TASK GOAL => Set out all of the material below as a Markdown table with two columns, Row and Text. Put the row number in Row and the line in Text, and skip blank lines.
>>
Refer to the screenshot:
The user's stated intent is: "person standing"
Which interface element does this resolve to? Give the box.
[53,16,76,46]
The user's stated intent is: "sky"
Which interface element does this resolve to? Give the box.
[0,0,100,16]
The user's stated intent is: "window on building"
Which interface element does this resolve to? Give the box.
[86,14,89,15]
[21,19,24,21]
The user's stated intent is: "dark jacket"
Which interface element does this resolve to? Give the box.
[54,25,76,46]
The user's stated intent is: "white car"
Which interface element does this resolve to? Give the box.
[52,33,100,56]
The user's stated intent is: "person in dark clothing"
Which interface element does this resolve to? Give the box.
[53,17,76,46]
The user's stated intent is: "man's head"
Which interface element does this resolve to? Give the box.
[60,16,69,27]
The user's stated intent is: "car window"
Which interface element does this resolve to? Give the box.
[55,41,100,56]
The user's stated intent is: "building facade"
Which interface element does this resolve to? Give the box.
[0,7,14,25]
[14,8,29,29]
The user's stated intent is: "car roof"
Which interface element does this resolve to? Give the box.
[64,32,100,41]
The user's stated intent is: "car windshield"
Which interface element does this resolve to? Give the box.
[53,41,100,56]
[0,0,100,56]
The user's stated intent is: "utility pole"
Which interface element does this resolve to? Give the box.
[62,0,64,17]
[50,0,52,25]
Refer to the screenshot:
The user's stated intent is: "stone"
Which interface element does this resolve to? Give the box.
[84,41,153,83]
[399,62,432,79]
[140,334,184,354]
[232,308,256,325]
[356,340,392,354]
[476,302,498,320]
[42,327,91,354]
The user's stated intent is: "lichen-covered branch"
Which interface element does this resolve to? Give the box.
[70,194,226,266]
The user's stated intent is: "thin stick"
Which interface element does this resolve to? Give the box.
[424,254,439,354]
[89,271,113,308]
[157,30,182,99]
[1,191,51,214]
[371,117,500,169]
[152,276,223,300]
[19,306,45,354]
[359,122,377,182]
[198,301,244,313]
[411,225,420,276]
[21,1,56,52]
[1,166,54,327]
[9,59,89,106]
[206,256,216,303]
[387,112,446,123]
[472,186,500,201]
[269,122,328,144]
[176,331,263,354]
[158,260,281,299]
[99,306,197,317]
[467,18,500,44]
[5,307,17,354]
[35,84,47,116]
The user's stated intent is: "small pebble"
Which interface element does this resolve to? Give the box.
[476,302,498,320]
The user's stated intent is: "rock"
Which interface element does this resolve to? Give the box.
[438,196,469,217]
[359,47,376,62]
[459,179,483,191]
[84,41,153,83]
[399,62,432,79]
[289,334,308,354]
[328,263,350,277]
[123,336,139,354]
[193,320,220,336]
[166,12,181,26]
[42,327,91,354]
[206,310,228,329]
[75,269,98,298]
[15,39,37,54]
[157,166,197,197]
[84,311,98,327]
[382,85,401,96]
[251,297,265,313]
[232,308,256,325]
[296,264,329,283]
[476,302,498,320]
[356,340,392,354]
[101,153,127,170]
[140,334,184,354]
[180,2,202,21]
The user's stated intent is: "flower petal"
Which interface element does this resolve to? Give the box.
<<
TASK ANSWER =>
| Row | Text |
|---|---|
| 1 | Refer to the screenshot: |
| 2 | The user's stated intent is: "person standing" |
| 3 | Which interface element does this resolve to? Give the box. |
| 4 | [53,16,76,46] |
| 5 | The user's stated intent is: "sky" |
| 6 | Which interface element does this resolve to? Give the box. |
| 7 | [0,0,100,16] |
| 8 | The user's stated intent is: "window on building" |
| 9 | Which interface element does this resolve to? Give the box. |
| 10 | [86,14,89,15] |
| 11 | [21,19,24,21] |
| 12 | The user's stated intent is: "dark jacket" |
| 13 | Which interface element does this resolve to? Give the box. |
| 14 | [54,25,76,46] |
| 15 | The user's stated intent is: "white car" |
| 16 | Which interface element does this resolve to? Give the box. |
| 17 | [52,33,100,56] |
| 18 | The user's stated intent is: "person in dark clothing" |
| 19 | Which interface element does this resolve to? Give the box. |
| 20 | [53,17,76,46] |
| 21 | The user's stated intent is: "man's head" |
| 22 | Which interface element does this resolve to? Give the box. |
| 23 | [60,16,69,27] |
| 24 | The user's stated intent is: "car window" |
| 25 | Which interface element does this resolve to? Give the box. |
| 26 | [55,41,100,56] |
| 27 | The user's stated intent is: "building facade" |
| 28 | Which interface element does this resolve to? Give the box. |
| 29 | [0,7,14,25] |
| 30 | [14,8,29,29] |
| 31 | The user's stated intent is: "car roof" |
| 32 | Which interface element does this resolve to? Give the box. |
| 33 | [64,32,100,41] |
| 34 | The user's stated intent is: "car windshield" |
| 35 | Which interface element does this resolve to? Give the box. |
| 36 | [53,41,100,56] |
| 37 | [0,0,100,56] |
| 38 | The user's stated intent is: "utility pole" |
| 39 | Which interface element does this resolve to? Give the box. |
| 40 | [62,0,64,17] |
| 41 | [50,0,52,25] |
| 42 | Refer to the screenshot: |
| 43 | The user's stated intent is: "stone" |
| 44 | Which interface element does this resolve to? Give the box. |
| 45 | [84,41,153,83] |
| 46 | [399,62,432,79] |
| 47 | [140,334,184,354] |
| 48 | [232,308,256,325] |
| 49 | [356,340,392,354] |
| 50 | [476,302,498,320] |
| 51 | [42,327,91,354] |
| 52 | The user's stated intent is: "lichen-covered branch" |
| 53 | Which interface element does this resolve to? Give the box. |
| 54 | [70,194,226,266] |
| 55 | The user's stated intent is: "thin stick" |
| 56 | Which interface element does this resolve to? Give the box. |
| 57 | [424,254,439,354] |
| 58 | [89,271,113,308] |
| 59 | [157,30,182,99] |
| 60 | [1,191,51,214] |
| 61 | [371,117,500,169] |
| 62 | [152,276,223,300] |
| 63 | [19,306,45,354] |
| 64 | [359,122,377,182] |
| 65 | [198,301,244,313] |
| 66 | [411,225,420,276] |
| 67 | [21,1,56,52] |
| 68 | [1,166,54,327] |
| 69 | [9,59,89,106] |
| 70 | [206,256,216,303] |
| 71 | [387,112,446,123] |
| 72 | [472,186,500,201] |
| 73 | [269,122,328,144] |
| 74 | [176,331,263,354] |
| 75 | [158,260,281,299] |
| 76 | [99,306,197,317] |
| 77 | [467,18,500,44] |
| 78 | [5,307,17,354] |
| 79 | [35,84,47,116] |
| 80 | The user's stated intent is: "small pebble" |
| 81 | Which interface element does this resolve to? Give the box. |
| 82 | [476,302,498,320] |
| 83 | The user's stated intent is: "rock" |
| 84 | Which interface element does this resolve to? Give the box. |
| 85 | [438,196,469,217] |
| 86 | [359,47,376,62] |
| 87 | [459,179,483,191] |
| 88 | [84,41,153,83] |
| 89 | [399,62,432,79] |
| 90 | [289,334,308,354] |
| 91 | [328,263,350,277] |
| 92 | [123,336,139,354] |
| 93 | [193,320,220,336] |
| 94 | [166,12,181,26] |
| 95 | [42,327,91,354] |
| 96 | [206,310,228,329] |
| 97 | [75,269,98,298] |
| 98 | [15,39,37,54] |
| 99 | [157,166,197,197] |
| 100 | [84,311,98,327] |
| 101 | [382,85,401,96] |
| 102 | [251,297,265,313] |
| 103 | [232,308,256,325] |
| 104 | [296,264,329,283] |
| 105 | [476,302,498,320] |
| 106 | [356,340,392,354] |
| 107 | [101,153,127,170] |
| 108 | [140,334,184,354] |
| 109 | [180,2,202,21] |
| 110 | The user's stated intent is: "flower petal" |
| 111 | Which interface element does this resolve to? Give the box. |